Copy every line of the following data that includes the string "below".

- Extracted data entries:

::::::

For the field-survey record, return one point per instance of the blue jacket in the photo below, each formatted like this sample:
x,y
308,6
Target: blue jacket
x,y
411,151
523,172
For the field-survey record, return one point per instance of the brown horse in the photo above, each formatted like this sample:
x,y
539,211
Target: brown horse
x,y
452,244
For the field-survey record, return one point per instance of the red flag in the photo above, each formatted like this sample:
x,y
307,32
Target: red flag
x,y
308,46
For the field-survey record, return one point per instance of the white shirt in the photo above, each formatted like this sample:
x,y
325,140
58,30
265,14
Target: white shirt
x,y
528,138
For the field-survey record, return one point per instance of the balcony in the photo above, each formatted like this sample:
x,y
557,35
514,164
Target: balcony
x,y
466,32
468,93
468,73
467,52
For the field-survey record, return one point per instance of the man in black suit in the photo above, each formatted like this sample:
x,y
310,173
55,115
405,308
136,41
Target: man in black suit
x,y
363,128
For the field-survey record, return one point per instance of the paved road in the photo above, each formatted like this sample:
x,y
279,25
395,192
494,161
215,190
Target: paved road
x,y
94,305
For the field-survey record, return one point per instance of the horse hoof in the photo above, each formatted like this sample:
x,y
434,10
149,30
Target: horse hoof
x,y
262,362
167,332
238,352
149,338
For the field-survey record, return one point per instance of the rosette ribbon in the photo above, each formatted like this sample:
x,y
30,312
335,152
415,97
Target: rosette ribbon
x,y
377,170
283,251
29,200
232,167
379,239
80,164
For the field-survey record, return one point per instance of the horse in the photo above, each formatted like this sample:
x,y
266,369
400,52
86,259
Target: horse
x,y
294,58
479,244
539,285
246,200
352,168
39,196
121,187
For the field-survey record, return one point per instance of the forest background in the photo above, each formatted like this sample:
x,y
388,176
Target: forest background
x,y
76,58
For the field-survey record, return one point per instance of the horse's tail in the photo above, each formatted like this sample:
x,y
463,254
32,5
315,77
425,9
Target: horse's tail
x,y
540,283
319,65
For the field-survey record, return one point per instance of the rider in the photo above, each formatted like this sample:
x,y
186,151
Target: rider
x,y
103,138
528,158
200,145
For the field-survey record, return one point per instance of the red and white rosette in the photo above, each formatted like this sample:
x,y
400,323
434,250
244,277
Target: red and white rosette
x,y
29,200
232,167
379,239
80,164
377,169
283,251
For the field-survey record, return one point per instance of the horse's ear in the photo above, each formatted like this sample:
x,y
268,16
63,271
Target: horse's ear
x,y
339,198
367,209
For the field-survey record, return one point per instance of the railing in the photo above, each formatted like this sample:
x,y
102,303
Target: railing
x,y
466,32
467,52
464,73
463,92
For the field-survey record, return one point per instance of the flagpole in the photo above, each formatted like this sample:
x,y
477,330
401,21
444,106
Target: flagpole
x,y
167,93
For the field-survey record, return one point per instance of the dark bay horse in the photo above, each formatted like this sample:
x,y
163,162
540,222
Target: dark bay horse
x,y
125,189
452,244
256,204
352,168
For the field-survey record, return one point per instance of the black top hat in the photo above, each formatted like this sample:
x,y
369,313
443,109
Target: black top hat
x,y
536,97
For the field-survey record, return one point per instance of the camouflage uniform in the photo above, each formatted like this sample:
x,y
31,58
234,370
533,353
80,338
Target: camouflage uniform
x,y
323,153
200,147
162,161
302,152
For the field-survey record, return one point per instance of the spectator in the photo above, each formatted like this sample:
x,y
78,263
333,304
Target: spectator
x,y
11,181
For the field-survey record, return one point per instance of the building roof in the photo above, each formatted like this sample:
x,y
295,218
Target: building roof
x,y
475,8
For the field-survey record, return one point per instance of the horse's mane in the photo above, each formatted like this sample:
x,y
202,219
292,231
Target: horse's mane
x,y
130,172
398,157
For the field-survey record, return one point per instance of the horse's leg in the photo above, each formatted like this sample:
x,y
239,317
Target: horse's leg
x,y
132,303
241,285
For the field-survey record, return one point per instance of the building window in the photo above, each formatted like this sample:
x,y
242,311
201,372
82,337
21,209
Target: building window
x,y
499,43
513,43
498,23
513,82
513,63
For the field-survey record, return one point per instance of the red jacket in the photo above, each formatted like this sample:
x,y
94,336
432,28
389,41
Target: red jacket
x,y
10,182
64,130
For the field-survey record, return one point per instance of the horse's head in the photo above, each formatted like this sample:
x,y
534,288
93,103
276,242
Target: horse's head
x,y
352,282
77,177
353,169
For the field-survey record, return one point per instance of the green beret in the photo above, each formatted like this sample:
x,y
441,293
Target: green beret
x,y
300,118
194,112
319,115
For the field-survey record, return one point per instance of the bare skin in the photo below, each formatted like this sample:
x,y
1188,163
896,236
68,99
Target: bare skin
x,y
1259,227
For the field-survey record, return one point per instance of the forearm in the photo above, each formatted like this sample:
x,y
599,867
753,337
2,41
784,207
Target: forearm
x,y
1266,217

::::::

- YOUR RESPONSE:
For the field-survey record, return one point per instance of the blue jacket in the photo below, each formatted like this sample:
For the field-survey record, return one point per instance of the bare skin in the photo below, each formatted like this sample:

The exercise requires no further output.